→ **Reading passage**:
The U.S. and the persecution of Azerbaijan’s bloggers

Emin Milli being escorted into court.

Emin Milli being escorted into court.

Two Azerbaijani political activists and bloggers were sentenced today to prison terms of two and two and a half years, respectively, in obviously trumped up charges of assault. The alleged victim of the beating by these dorky bloggers testified in court that he knew the martial art Wushu and admitted that in his official statement on the incident: “I wrote what policeman told me to write.”

Azerbaijan has a pretty atrocious record on human rights, and I experienced firsthand their thuggish and hamhanded treatment of anyone who opposes them. The more likely cause of the bloggers’ arrest? According to the New York Times, it was:

a video in which a donkey holds a news conference before a circle of gravely nodding journalists. Dressed in a voluminous gray costume, Adnan Hajizada rhapsodizes over the lush life awaiting donkeys in Azerbaijan. To his audience — cosmopolitan young Azeris following his commentaries on blogs and Facebook — the video was a sly send-up of the government, which had been accused in the local news media of paying exorbitant prices to import donkeys.

→ **List of tasks**:
[1] In the post on Azerbaijan's bloggers, rewrite the stretch from "a video in which" through "to import donkeys.", swapping "gray" for "brown".
[2] According to the post on Azerbaijan's bloggers, which martial art did the alleged victim testify that he knew?

→ **Dataset extract**:
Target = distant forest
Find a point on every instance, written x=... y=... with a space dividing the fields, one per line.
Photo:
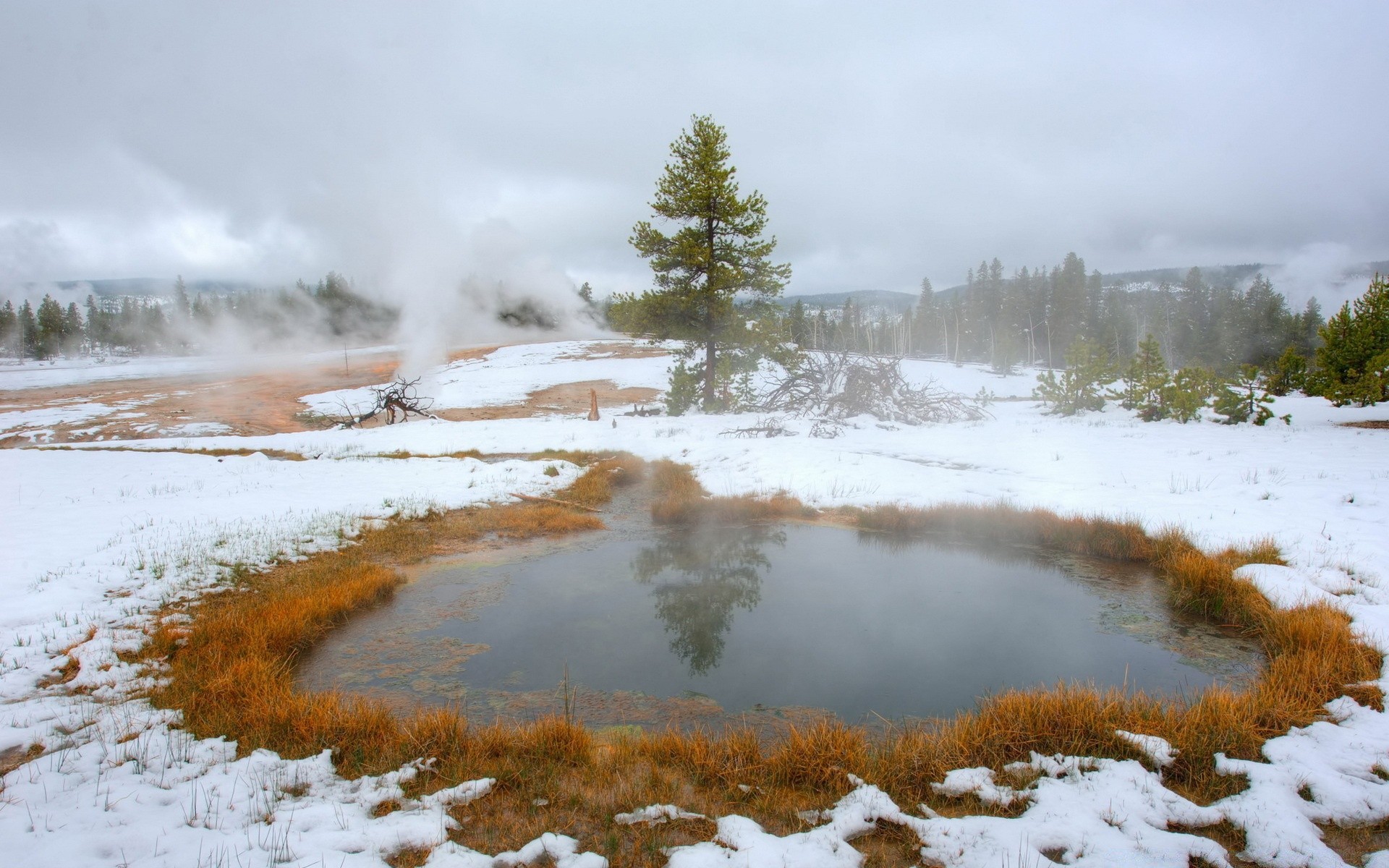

→ **Answers for the tasks**:
[1]
a video in which a donkey holds a news conference before a circle of gravely nodding journalists. Dressed in a voluminous brown costume, Adnan Hajizada rhapsodizes over the lush life awaiting donkeys in Azerbaijan. To his audience — cosmopolitan young Azeris following his commentaries on blogs and Facebook — the video was a sly send-up of the government, which had been accused in the local news media of paying exorbitant prices to import donkeys.

[2] Wushu.